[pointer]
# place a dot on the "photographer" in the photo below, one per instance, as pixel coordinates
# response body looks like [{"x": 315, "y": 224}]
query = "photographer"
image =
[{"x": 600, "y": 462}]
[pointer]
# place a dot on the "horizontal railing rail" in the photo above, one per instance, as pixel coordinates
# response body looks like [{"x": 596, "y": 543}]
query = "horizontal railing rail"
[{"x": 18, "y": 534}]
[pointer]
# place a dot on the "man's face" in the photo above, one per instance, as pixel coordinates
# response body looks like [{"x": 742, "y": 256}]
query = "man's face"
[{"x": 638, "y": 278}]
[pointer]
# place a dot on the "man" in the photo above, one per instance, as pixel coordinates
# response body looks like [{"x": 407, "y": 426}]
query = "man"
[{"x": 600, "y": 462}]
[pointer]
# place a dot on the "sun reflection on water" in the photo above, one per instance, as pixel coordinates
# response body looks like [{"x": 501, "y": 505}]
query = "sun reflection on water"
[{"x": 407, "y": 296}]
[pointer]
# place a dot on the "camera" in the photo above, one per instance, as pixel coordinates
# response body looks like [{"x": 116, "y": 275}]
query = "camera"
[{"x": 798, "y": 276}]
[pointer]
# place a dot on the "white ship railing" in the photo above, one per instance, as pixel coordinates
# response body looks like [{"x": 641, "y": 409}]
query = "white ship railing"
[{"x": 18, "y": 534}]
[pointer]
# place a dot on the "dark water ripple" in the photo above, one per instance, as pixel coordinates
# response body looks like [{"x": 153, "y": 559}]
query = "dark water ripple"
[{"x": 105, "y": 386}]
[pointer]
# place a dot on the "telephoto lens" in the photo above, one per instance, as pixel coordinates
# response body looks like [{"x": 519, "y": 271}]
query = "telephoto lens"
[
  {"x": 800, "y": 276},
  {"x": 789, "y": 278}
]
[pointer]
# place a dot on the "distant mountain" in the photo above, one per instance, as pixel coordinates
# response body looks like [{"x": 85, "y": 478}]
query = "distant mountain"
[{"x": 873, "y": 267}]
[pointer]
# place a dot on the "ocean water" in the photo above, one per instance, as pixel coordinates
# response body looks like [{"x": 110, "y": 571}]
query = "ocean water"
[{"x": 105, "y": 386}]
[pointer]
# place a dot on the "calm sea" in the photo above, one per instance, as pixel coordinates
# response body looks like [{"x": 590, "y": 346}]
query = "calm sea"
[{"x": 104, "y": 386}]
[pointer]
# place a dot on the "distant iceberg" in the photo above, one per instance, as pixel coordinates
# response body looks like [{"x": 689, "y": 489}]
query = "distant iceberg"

════════

* _Goal_
Copy the entries above exactly, leaving none out.

* _Task response_
[pointer]
# place a dot on the "photographer" in the photo below, one per instance, as pixel coordinates
# response body looks like [{"x": 315, "y": 224}]
query = "photographer"
image =
[{"x": 600, "y": 462}]
[pointer]
# place a dot on the "horizontal railing rail" in the photo above, one per instance, as pixel coordinates
# response body looks like [{"x": 596, "y": 543}]
query = "horizontal railing rail"
[{"x": 18, "y": 534}]
[pointer]
# place a dot on the "man's face" in the photo above, one per instance, as pixel coordinates
# response body looks like [{"x": 742, "y": 256}]
query = "man's face"
[{"x": 638, "y": 278}]
[pointer]
# place a dot on the "man" in the photo above, one per instance, as pixel coordinates
# response body looks like [{"x": 407, "y": 426}]
query = "man"
[{"x": 600, "y": 462}]
[pointer]
# place a dot on the "sun reflection on water" in the photo above, one per instance, as pixel coordinates
# response body looks like [{"x": 501, "y": 505}]
query = "sun reflection on water"
[{"x": 407, "y": 296}]
[pointer]
# place a dot on the "camera" in the photo above, one per instance, as pixel coordinates
# response body looks like [{"x": 116, "y": 275}]
query = "camera"
[{"x": 798, "y": 276}]
[pointer]
# place a dot on the "white ship railing" in the photo above, one per instance, as pixel coordinates
# response body looks like [{"x": 641, "y": 409}]
query = "white ship railing"
[{"x": 18, "y": 534}]
[pointer]
# place a dot on the "dark water ripple" in the photo above, one per instance, as pixel coordinates
# response body looks like [{"x": 153, "y": 559}]
query = "dark water ripple"
[{"x": 105, "y": 386}]
[pointer]
# place a dot on the "telephoto lens" in the photo above, one per instance, as pixel coordinates
# response body looks like [{"x": 519, "y": 271}]
query = "telephoto lens"
[
  {"x": 800, "y": 276},
  {"x": 789, "y": 278}
]
[pointer]
# place a dot on the "distant mountain" in the photo above, one per instance, as pixel coordinates
# response body looks like [{"x": 85, "y": 478}]
query = "distant mountain"
[{"x": 873, "y": 267}]
[pointer]
# place a dot on the "ocean water" in the photo above, one per instance, as pixel coordinates
# response body looks like [{"x": 110, "y": 571}]
query = "ocean water"
[{"x": 105, "y": 386}]
[pointer]
# place a dot on the "calm sea" in the photo above, one per instance, as pixel coordinates
# response body looks like [{"x": 590, "y": 346}]
query = "calm sea"
[{"x": 104, "y": 386}]
[pointer]
# place a dot on the "distant iceberg" in the photo above, one per instance, as pixel coordinates
# response body looks like [{"x": 689, "y": 489}]
query = "distant iceberg"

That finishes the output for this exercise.